> Task requirements:
Copy all of the data below line for line, with no changes. Leave out the pictures.

> Raw data:
<<<<

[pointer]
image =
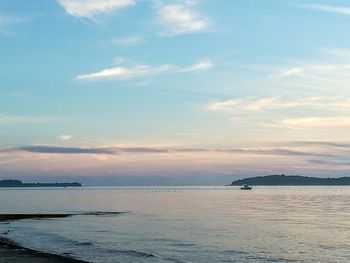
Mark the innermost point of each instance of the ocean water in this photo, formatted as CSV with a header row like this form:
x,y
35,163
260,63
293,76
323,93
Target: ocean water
x,y
186,224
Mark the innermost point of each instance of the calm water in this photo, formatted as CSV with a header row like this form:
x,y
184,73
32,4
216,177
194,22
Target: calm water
x,y
187,224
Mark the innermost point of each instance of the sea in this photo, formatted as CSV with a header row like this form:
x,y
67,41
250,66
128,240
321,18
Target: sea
x,y
185,224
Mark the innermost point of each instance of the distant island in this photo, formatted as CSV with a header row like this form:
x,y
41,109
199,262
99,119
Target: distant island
x,y
282,179
18,183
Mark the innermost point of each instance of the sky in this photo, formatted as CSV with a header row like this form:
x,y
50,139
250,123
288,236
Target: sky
x,y
173,91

>>>>

> Solved problem:
[pointer]
image =
Mark the innermost point of each instance of the ocean water in this photo, formatted as CSV with a header row like this form:
x,y
35,163
260,63
293,76
323,93
Target: ocean water
x,y
186,224
Mark the innermost point of each instance of the calm water in this photo, formatted as CSV with a header row like this form:
x,y
184,73
32,4
216,177
194,22
Target: calm water
x,y
187,224
Mark the innermost point of each instance of the sea in this photo, formatted as CSV with a header row like this form:
x,y
67,41
250,66
128,240
321,18
Target: sea
x,y
185,224
Mark the innermost point of each instance of the distant island in this photo, formatted as CSV with a header row like this form:
x,y
41,109
199,262
99,119
Target: distant island
x,y
282,179
18,183
Mark the innermost point of each instance of the sky in this photo, formatted as CSV with a header row like this form:
x,y
50,139
250,123
288,236
Target: sky
x,y
173,91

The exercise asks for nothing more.